### Work instructions
Please rewrite the records below as a numbered list, skipping blank lines and leaving the pictures out.

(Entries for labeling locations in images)

------------------------------------------------------------

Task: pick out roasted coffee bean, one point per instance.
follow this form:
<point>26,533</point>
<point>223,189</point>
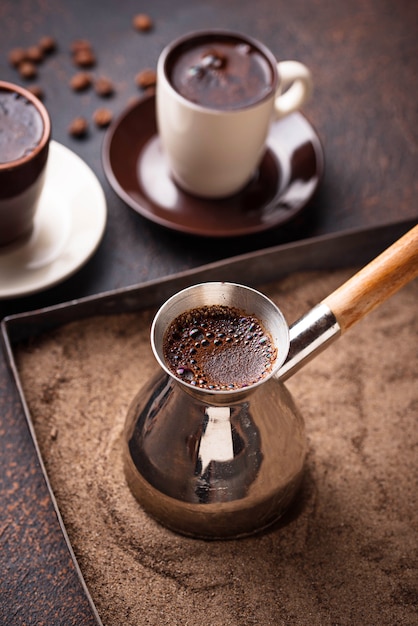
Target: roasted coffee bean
<point>103,87</point>
<point>146,78</point>
<point>78,127</point>
<point>142,22</point>
<point>27,70</point>
<point>102,117</point>
<point>80,81</point>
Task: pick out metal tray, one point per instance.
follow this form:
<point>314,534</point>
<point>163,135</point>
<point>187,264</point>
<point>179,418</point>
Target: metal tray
<point>62,593</point>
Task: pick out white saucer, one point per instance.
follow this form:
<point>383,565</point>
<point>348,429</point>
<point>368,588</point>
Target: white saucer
<point>69,225</point>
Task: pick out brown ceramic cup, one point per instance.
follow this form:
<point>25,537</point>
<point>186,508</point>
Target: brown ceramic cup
<point>25,132</point>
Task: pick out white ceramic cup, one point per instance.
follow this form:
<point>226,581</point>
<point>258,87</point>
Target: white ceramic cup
<point>214,152</point>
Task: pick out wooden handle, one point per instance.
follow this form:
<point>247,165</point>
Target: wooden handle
<point>376,282</point>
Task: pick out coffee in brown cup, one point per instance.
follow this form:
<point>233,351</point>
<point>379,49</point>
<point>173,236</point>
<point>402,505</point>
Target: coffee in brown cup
<point>25,132</point>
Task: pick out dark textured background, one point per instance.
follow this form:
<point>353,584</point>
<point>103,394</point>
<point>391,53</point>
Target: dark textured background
<point>363,55</point>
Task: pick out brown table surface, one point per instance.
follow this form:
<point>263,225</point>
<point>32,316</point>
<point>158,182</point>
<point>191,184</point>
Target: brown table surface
<point>364,59</point>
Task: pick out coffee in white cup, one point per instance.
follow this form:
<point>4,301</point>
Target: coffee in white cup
<point>218,92</point>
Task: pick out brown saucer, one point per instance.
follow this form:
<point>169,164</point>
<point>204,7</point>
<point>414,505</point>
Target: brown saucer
<point>136,168</point>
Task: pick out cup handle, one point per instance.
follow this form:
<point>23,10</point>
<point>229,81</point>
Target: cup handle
<point>295,87</point>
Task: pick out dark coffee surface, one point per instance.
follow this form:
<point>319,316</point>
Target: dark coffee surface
<point>223,74</point>
<point>218,347</point>
<point>21,127</point>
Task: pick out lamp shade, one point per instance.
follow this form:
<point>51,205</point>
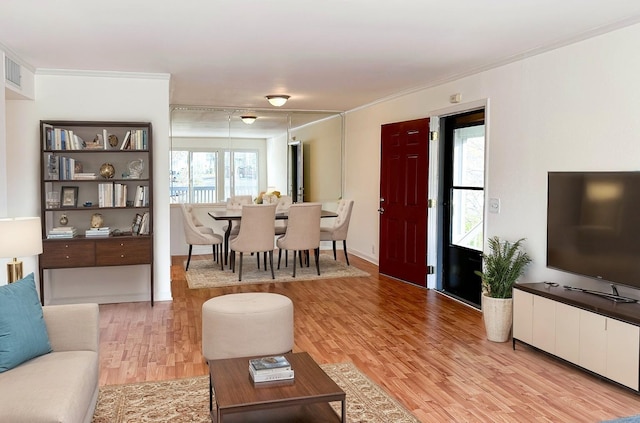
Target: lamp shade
<point>277,100</point>
<point>20,237</point>
<point>248,119</point>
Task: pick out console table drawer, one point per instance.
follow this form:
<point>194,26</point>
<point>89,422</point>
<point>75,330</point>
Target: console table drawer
<point>63,254</point>
<point>118,252</point>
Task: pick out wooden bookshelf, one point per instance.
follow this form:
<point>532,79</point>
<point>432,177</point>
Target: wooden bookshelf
<point>96,172</point>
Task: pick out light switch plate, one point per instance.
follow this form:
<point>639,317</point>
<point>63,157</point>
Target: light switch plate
<point>494,205</point>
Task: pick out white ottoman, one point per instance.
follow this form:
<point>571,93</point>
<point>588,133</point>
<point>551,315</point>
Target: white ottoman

------------------------------------------------------------

### Problem solution
1. Task: pick out roasted coffee bean, one point per instance.
2. follow this form:
3. <point>26,533</point>
4. <point>223,189</point>
5. Target: roasted coffee bean
6. <point>103,87</point>
7. <point>146,78</point>
8. <point>78,127</point>
9. <point>142,22</point>
10. <point>27,70</point>
11. <point>102,117</point>
12. <point>80,81</point>
13. Task: pick out metal tray, one point per instance.
14. follow this form:
15. <point>314,534</point>
16. <point>163,135</point>
17. <point>187,264</point>
18. <point>179,418</point>
19. Target: metal tray
20. <point>62,593</point>
21. Task: pick out white saucer, one point per instance.
22. follow this form:
23. <point>383,565</point>
24. <point>348,429</point>
25. <point>368,588</point>
26. Target: white saucer
27. <point>69,225</point>
28. Task: pick out brown ceramic cup, one point per instance.
29. follow this form:
30. <point>25,537</point>
31. <point>186,508</point>
32. Target: brown ceramic cup
33. <point>25,132</point>
34. Task: pick out white ceramic cup, one point per instance.
35. follow this form:
36. <point>226,581</point>
37. <point>258,87</point>
38. Target: white ceramic cup
39. <point>214,152</point>
40. Task: pick out wooden handle, one point per instance.
41. follow this form:
42. <point>247,165</point>
43. Target: wooden handle
44. <point>376,282</point>
45. Task: pick out coffee in brown cup, one point per instance.
46. follow this form:
47. <point>233,351</point>
48. <point>379,49</point>
49. <point>173,236</point>
50. <point>402,505</point>
51. Target: coffee in brown cup
52. <point>25,132</point>
53. Task: pick out dark textured background, one point per instance.
54. follow this form:
55. <point>353,584</point>
56. <point>103,394</point>
57. <point>391,53</point>
58. Target: dark textured background
59. <point>363,55</point>
60. Task: pick out brown table surface, one point per instance.
61. follow this form:
62. <point>263,225</point>
63. <point>32,316</point>
64. <point>158,182</point>
65. <point>191,184</point>
66. Target: brown table surface
67. <point>364,59</point>
68. Task: pick out coffee in white cup, one point per instance.
69. follow this form:
70. <point>4,301</point>
71. Target: coffee in white cup
72. <point>218,92</point>
73. Task: pick out brown saucer, one point per instance.
74. follow this form:
75. <point>169,164</point>
76. <point>204,7</point>
77. <point>414,505</point>
78. Target: brown saucer
79. <point>136,168</point>
80. Task: pick out cup handle, one point per instance.
81. follow this form:
82. <point>23,10</point>
83. <point>229,81</point>
84. Target: cup handle
85. <point>295,87</point>
86. Task: pick out dark coffee surface, one point per instance.
87. follow this form:
88. <point>319,316</point>
89. Target: dark coffee surface
90. <point>223,74</point>
91. <point>218,347</point>
92. <point>21,127</point>
93. Task: pick out lamp shade, one point per instance.
94. follow this form:
95. <point>51,205</point>
96. Target: lamp shade
97. <point>277,100</point>
98. <point>20,237</point>
99. <point>248,119</point>
100. Task: pick out console table drawer, one point per instance.
101. follow this form:
102. <point>194,26</point>
103. <point>89,422</point>
104. <point>75,330</point>
105. Target: console table drawer
106. <point>63,254</point>
107. <point>118,252</point>
108. Task: pick out wooden bookshelf, one point per instance.
109. follow this form:
110. <point>532,79</point>
111. <point>432,177</point>
112. Target: wooden bookshelf
113. <point>96,172</point>
114. Task: pick out light switch plate, one point per instance.
115. follow this form:
116. <point>639,317</point>
117. <point>63,157</point>
118. Target: light switch plate
119. <point>494,205</point>
120. Task: pick out white ottoman, one point per instance.
121. follow this form:
122. <point>571,93</point>
123. <point>588,133</point>
124. <point>551,315</point>
125. Target: white ottoman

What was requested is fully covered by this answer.